▶ [PAGE EXCERPT]

>> start

An ignition signal may be provided to connector pins 102a of the pyrotechnical actuator 102 from a remote controller, or a remote power distribution unit, 670 within the vehicle 600. Such an ignition signal may be issued in response to an external event. For example, when the switch 100 is connected to a battery 660 installed in the vehicle 600, an ignition signal may be sent to the pyrotechnic actuator 102 in response to a collision of the vehicle; activation of the charge inside the igniter 102b can cause the third conductor 110 to be separated from the first and second conductors in order to open the electrical circuit 650 and prevent the flow of current through the battery 660. Such an arrangement can improve safety in the event of a collision. Alternatively, switch 100 and remote controller 670 can be deployed in any other application where such breaking of a circuit is required.
With reference to Figure 7, a method 700 for opening a current conduction path using a switch 100 (for example, the switch 100 of the first aspect) is described.
At step 710, the method comprises igniting a pyrotechnic actuator, optionally in response to a collision or other external event triggering an ignition signal which is received by the pyrotechnic actuator. Any other trigger can be used for ignition of the pyrotechnic actuator. Upon ignition of the pyrotechnic actuator, at step 720, high-pressure gas is released into the ignition chamber. This released gas exerts a pressure (either directly or indirectly) on a third, moveable, conductor 110 at step 730, which conductor is arranged and retained in a first position by a breakable retaining member 112. Optionally, the third conductor is arranged within the ignition chamber. Optionally, pressure is exerted by way of a piston, the piston comprising a void which at least partially defines the ignition chamber. In the first position, the third conductor 110 is arranged between, and in (direct or indirect) electrical contact with, first 106 and second 108 conductors to define a current conduction path.

>> end

▶ [INFORMATION SHOWN]
>> start

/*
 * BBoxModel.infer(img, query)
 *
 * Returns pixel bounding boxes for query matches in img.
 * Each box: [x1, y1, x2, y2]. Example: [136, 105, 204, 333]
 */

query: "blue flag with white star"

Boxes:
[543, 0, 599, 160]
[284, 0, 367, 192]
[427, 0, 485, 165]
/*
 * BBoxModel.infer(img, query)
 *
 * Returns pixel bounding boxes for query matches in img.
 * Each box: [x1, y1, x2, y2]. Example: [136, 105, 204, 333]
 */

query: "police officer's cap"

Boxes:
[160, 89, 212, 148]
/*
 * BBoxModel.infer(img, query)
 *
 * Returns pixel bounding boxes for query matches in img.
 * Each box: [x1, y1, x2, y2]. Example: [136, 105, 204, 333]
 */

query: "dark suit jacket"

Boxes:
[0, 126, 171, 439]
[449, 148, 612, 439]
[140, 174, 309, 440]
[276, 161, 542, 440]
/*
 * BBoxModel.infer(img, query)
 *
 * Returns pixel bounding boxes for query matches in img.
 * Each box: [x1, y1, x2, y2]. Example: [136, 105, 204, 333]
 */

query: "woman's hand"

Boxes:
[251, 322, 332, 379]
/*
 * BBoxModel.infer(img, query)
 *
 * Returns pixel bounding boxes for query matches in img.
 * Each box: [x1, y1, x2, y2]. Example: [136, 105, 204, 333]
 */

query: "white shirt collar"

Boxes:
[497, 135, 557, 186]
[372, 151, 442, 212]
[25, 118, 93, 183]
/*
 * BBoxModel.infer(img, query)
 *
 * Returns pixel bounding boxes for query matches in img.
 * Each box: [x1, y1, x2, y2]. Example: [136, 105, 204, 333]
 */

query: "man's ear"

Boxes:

>> end

▶ [TO-DO LIST]
**1)** In the pyrotechnic switch passage, can you extract the text starting at "An ignition signal may be provided" and ending at "circuit is required."?
**2)** Using the pyrotechnic switch passage, can you answer these?
(a) What may provide an ignition signal to connector pins 102a?
(b) What is released into the ignition chamber at step 720?
(c) What retains the third conductor 110 in its first position?
**3)** Can you carry on the pyrotechnic switch passage, picking up after its final sentence?

▶ [TASK-BY-TASK RESULTS]
**1)**
An ignition signal may be provided to connector pins 102a of the pyrotechnical actuator 102 from a remote controller, or a remote power distribution unit, 670 within the vehicle 600. Such an ignition signal may be issued in response to an external event. For example, when the switch 100 is connected to a battery 660 installed in the vehicle 600, an ignition signal may be sent to the pyrotechnic actuator 102 in response to a collision of the vehicle; activation of the charge inside the igniter 102b can cause the third conductor 110 to be separated from the first and second conductors in order to open the electrical circuit 650 and prevent the flow of current through the battery 660. Such an arrangement can improve safety in the event of a collision. Alternatively, switch 100 and remote controller 670 can be deployed in any other application where such breaking of a circuit is required.

**2)**
(a) A remote controller, or a remote power distribution unit, 670 within the vehicle 600.
(b) High-pressure gas.
(c) A breakable retaining member 112.

**3)**
Optionally, in this example, piston 120 is accelerated downwards due to the high pressure gases and, as the piston moves downwards, the third conductor 110 is moved in direction 130. Movement of the third conductor in turn pushes on support element 314 of retaining member 112 and causes shearing of a shearable portion 312 of the breakable retaining member, thereby breaking the breakable retaining member 112.
At step 740, the breakable retaining member is broken (optionally sheared), by the actuating force and the third conductor is correspondingly moved, i.e. displaced, from the first position and towards a second position. In the second position, the third conductor 110 is electrically separate from the first and second conductors 106, 108; in other words, switch 100 is open. Breaking of the retaining member at step 740 in response to the pressure exerted at step 730, and the corresponding displacement or movement of the third conductor, therefore causes opening of the current conduction path (step 750).
Optionally, at step 760, an electrical arc formed upon separation of the third conductor from the first and second conductors is suppressed, or interrupted. This interruption may be achieved solely by the relative movement of the third conductor, which lengthens the arc, or by the release of arc extinguishing media, for example, a media comprising silica, which can act to cool (and thus interrupt) the electrical arc.
It is noted herein that while the above describes various examples of the isolating switch of the first aspect, these descriptions should not be viewed in a limiting sense. Rather, there are several variations and modifications which may be made without departing from the scope of the present invention as defined in the appended claims.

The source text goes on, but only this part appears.